Task goal: Look for "Place one marker on each instance of the plain" in the listing below, then copy exactly the line it appears in and all lines after it to the end, and nothing more.

Dataset:

────────────────

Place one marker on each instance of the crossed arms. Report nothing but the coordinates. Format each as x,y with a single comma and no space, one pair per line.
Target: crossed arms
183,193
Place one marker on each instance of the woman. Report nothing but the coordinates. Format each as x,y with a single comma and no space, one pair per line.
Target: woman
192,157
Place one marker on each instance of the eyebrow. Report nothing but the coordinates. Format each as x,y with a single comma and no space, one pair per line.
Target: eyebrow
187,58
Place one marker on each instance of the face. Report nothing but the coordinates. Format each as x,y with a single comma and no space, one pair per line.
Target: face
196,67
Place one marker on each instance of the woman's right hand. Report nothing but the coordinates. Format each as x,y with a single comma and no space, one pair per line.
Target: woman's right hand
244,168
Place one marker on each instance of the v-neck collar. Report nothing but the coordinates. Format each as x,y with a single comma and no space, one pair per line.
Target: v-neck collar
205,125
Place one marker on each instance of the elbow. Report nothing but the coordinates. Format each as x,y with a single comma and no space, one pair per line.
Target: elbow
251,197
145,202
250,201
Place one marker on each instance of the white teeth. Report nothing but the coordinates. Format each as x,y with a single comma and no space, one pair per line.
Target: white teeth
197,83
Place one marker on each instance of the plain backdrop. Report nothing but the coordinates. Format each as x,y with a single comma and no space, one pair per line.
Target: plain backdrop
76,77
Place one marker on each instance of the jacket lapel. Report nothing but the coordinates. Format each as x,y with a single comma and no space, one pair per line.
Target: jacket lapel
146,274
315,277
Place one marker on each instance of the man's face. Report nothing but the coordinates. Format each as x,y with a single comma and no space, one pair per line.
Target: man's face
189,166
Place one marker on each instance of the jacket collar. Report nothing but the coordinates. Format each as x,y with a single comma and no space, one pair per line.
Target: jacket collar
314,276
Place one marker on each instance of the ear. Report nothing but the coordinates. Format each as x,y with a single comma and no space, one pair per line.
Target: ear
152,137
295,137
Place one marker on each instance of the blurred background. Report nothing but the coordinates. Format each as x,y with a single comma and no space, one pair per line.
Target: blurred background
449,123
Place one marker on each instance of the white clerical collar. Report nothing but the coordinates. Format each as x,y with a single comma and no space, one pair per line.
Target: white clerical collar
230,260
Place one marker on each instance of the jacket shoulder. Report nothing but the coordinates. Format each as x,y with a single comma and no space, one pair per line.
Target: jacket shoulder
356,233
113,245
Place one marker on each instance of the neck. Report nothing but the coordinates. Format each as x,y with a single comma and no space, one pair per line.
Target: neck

────────────────

Task response:
Place one marker on each instance of the plain backdrop. Report nothing but the coordinates. Format each as x,y with a single comma and no space, one pair per line.
Target: plain backdrop
76,77
Place one marker on each instance of the jacket lapel. Report nothing but the coordinates. Format each as x,y with a single comma and no space, one pair per line.
Target: jacket lapel
146,274
315,277
Place one marker on each instance of the man's face. Report nothing but the coordinates. Format each as x,y with a single comma and no space, one pair per line.
Target: man's face
189,166
Place one marker on each instance of the jacket collar. Report nothing but the coordinates. Format each as x,y with a single comma and no space, one pair per line.
Target: jacket collar
314,276
Place one marker on each instance of the ear. Report nothing but the coordinates. Format each as x,y with a single comma and no space, one pair per line.
Target: ear
152,137
295,137
Place one marker on each instance of the blurred background. Report nothing but the coordinates. Format each as x,y with a single comma and no space, one pair per line.
Target: blurred background
449,123
Place one marker on each instance of the white clerical collar. Report nothing but the coordinates. Format each as x,y with a single comma and no space, one pair per line.
Target: white clerical collar
230,260
Place one marker on each instance of the jacket shoulder. Report nothing but the coordinates. Format each as x,y with a single comma and no space, one pair per line.
Target: jacket shoulder
356,233
113,245
Place one marker on each instance of the neck. Report nothing but the coordinates. Format each as x,y with a single comma and no space, one pair per line.
Target: neck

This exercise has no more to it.